◆ CONSIGNES ◆
Réécrivez le passage de l’extrait sur les frappes entre l’Iran et Israël en commençant par « Cependant les deux » et en allant jusqu’à « des missiles hypersoniques) ». Mettez « spectacles pyrotechniques » à la place de « feux d’artifice ».

**** EXTRAIT CHOISI

Il y a un mois, j’avais publié un article [1] soulignant les liens profonds et nombreux d’une partie de la classe dirigeante iranienne et des « sionistes révisionnistes » [2]. J’insistais sur le fait que ces groupes sont très minoritaires chez eux, bien que les premiers aient accédé plusieurs fois à la présidence de la République islamique et que les seconds sont aujourd’hui au pouvoir à la tête de l’État hébreu. Même si cela est difficile à admettre, aucune de ces deux nations n’est une démocratie et leurs dirigeants peuvent tenir des discours très éloignés de la réalité sans être renversés par leur peuple (quoique les Iraniens ont renversé le Shah, il y a 45 ans).
Cependant les deux armées, bien qu’elles se soient vues interdire de blesser significativement leur adversaire, ne se sont pas contentées de mettre en scène des feux d’artifice. Elles ont mis à profit leurs tirs de missiles, sol-sol pour l’Iran et air-sol pour Israël, pour tester leurs systèmes de défense antiaérienne et pour tenter de détruire leurs capacités offensives (l’Iran en attaquant la base aérienne des F-35 et Israël en attaquant les usines de fabrication de combustible solide des missiles hypersoniques)
À ce jour, il apparaît que les Forces armées iraniennes peuvent frapper Israël où elles veulent sans que celui-ci et ses alliés occidentaux puissent abattre ses missiles hypersoniques, si elles en disposent encore. Il est beaucoup plus problématique pour l’armée de l’Air israélienne de bombarder l’Iran en profondeur. Ses avions ont d’importantes difficultés à parvenir aux frontières de la République islamique pour tirer leurs missiles à longue portée. Mais, Israël sait, qu’il peut compter sur le ravitaillement en vol de ses avions par l’US Air Force et sur la passivité des régimes arabes sionistes, c’est-à-dire des Jordaniens et des Saoudiens.
Au plan politique, on remarquera que la dernière opération israélienne (celle du 26 octobre) a été justifiée comme une réplique à l’attaque de la Résistance palestinienne le 7 octobre 2023 (opération « Déluge d’Al-Aqsa »). En effet, Tel-Aviv ne pouvait pas prétendre répliquer au bombardement du 13 avril effectué en représailles de celui des locaux diplomatiques iraniens de Damas, le 1° avril, qui constituait en soi une grave violation du droit international. Il ne pouvait pas non plus invoquer le bombardement iranien du 1° octobre qui répliquait à l’assassinat d’un leader étranger sur son sol (Ismaël Haniyeh, le 31 juillet) et à celui du général Abbas Nilforoushan au Liban (lors de celui d’Hassan Nasrallah, le 27 septembre).

********
**** LIGNES DE DONNÉES

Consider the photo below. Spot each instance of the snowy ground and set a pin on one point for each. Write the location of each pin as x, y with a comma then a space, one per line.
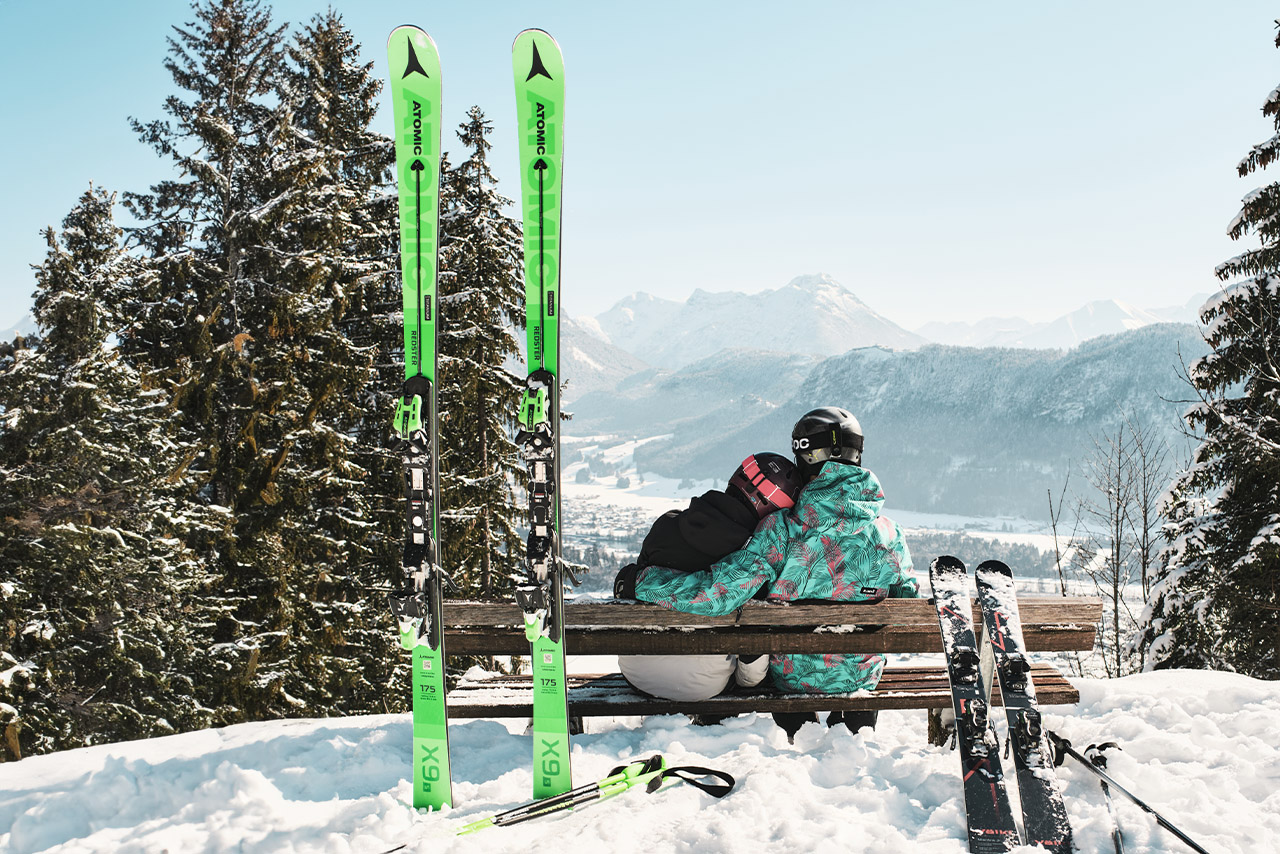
1200, 747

********

◆ RÉPONSE ATTENDUE ◆
Cependant les deux armées, bien qu’elles se soient vues interdire de blesser significativement leur adversaire, ne se sont pas contentées de mettre en scène des spectacles pyrotechniques. Elles ont mis à profit leurs tirs de missiles, sol-sol pour l’Iran et air-sol pour Israël, pour tester leurs systèmes de défense antiaérienne et pour tenter de détruire leurs capacités offensives (l’Iran en attaquant la base aérienne des F-35 et Israël en attaquant les usines de fabrication de combustible solide des missiles hypersoniques)